* **TASK**
Reproduce the entries below exactly, but only from the line containing "[[118, 217], [51, 235], [103, 120], [233, 181]]" to the line containing "[[119, 54]]", inclusive.

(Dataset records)
====

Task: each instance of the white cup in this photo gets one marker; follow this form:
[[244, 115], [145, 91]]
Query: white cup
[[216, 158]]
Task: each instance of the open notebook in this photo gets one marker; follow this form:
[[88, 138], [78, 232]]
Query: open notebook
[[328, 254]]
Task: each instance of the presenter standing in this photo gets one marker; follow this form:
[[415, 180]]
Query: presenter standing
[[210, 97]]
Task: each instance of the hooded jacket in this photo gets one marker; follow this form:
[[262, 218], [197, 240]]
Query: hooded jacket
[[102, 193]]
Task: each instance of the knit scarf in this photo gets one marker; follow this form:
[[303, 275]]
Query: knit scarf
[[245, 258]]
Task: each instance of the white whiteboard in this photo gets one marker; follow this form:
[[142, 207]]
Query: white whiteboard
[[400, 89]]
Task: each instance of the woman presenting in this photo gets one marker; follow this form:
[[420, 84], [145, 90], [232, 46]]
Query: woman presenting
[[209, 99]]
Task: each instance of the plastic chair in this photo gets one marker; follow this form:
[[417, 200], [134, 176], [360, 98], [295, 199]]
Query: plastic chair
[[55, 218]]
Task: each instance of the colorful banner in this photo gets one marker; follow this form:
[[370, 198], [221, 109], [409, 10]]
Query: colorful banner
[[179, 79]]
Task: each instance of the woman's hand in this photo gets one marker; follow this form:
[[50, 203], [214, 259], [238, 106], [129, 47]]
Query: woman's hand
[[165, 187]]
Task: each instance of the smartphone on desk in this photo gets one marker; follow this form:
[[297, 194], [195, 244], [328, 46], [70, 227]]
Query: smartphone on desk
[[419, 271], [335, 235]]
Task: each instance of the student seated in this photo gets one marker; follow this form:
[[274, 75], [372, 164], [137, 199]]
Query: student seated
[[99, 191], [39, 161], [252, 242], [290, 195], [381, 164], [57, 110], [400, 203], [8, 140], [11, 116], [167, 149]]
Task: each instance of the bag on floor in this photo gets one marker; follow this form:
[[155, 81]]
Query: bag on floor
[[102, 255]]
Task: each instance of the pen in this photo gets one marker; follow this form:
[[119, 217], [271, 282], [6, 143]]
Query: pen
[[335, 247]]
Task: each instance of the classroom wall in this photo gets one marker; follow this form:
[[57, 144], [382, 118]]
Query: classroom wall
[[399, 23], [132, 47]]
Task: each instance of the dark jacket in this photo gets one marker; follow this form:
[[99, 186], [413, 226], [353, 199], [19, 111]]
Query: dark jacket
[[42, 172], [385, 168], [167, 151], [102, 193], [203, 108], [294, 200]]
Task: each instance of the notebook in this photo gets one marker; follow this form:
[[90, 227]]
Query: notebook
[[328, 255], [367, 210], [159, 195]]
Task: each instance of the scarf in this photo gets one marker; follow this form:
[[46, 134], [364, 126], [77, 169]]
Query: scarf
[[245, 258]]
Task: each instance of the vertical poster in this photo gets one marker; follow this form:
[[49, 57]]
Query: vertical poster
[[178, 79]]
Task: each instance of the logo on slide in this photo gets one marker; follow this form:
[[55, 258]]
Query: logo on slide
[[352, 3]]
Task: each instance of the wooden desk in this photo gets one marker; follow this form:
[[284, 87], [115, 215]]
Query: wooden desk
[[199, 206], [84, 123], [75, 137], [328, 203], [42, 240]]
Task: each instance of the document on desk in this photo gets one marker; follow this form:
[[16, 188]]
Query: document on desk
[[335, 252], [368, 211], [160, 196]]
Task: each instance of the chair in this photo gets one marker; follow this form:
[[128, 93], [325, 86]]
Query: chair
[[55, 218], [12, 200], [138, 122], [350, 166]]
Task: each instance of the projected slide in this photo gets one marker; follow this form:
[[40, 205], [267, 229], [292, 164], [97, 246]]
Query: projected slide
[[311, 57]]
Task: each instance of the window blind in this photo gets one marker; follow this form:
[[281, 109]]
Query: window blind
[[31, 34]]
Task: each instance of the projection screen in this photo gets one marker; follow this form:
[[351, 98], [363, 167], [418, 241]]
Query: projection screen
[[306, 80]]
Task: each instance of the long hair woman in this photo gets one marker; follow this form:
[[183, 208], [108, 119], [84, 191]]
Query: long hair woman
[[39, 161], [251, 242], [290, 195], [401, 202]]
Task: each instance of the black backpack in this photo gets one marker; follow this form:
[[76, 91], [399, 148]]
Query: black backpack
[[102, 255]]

====

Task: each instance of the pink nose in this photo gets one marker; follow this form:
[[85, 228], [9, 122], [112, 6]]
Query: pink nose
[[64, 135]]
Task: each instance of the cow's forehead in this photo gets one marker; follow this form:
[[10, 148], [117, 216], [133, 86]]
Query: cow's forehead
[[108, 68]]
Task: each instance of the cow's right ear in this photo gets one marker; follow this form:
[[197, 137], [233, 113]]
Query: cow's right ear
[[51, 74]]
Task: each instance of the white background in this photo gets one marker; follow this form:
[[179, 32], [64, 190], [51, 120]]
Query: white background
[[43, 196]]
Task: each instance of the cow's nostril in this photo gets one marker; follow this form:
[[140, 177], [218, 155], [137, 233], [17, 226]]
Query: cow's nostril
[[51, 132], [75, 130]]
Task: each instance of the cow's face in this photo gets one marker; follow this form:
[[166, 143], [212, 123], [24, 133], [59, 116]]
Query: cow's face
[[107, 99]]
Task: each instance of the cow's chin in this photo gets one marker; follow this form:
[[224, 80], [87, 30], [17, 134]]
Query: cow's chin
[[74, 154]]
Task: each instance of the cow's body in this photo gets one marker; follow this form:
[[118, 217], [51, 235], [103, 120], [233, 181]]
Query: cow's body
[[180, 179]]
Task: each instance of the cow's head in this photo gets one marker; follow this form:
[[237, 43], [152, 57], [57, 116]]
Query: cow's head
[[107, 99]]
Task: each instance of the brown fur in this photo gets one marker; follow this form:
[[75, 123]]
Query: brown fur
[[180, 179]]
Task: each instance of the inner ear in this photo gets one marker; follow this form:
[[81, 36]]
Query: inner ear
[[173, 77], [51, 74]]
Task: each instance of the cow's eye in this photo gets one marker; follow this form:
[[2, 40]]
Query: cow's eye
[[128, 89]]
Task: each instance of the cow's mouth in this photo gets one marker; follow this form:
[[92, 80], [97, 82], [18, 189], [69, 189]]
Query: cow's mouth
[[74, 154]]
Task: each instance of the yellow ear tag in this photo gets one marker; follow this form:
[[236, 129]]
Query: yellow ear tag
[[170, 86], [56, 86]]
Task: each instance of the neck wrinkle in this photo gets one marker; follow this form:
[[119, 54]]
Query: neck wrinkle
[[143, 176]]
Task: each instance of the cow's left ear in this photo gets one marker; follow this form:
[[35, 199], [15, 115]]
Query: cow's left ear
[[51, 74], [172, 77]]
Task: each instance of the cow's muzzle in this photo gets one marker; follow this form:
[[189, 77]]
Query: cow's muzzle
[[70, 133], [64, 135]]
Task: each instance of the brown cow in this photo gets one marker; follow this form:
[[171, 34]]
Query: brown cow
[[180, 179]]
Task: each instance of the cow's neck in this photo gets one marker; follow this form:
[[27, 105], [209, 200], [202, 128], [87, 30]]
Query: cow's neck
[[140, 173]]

====

* **RESPONSE TO THIS TASK**
[[118, 217], [51, 235], [103, 120], [233, 181]]
Query: cow's body
[[180, 179]]
Task: each instance of the cow's head in this photo gets one marker; follow this form:
[[237, 43], [152, 57], [57, 116]]
Query: cow's head
[[107, 99]]
Task: each instance of the brown fur in this photo gets one marker; follow this form:
[[75, 123]]
Query: brown fur
[[180, 179]]
Task: each instance of the inner ear in this photo gets one marker; follow this form:
[[81, 36]]
Query: inner ear
[[173, 77], [51, 74]]
Task: each instance of the cow's eye in this photo gets one marker; follow this form:
[[2, 40]]
Query: cow's eye
[[128, 89]]
Task: each instance of the cow's mouth in this photo gets one marker; follow this form:
[[92, 80], [97, 82], [18, 189], [69, 189]]
Query: cow's mouth
[[74, 154]]
Task: each instance of the yellow ear tag in this photo gets one marker; follow this form:
[[236, 129]]
Query: yellow ear tag
[[170, 86], [56, 86]]
Task: each instance of the neck wrinkle in this photo gets one marker; follow this form:
[[119, 54]]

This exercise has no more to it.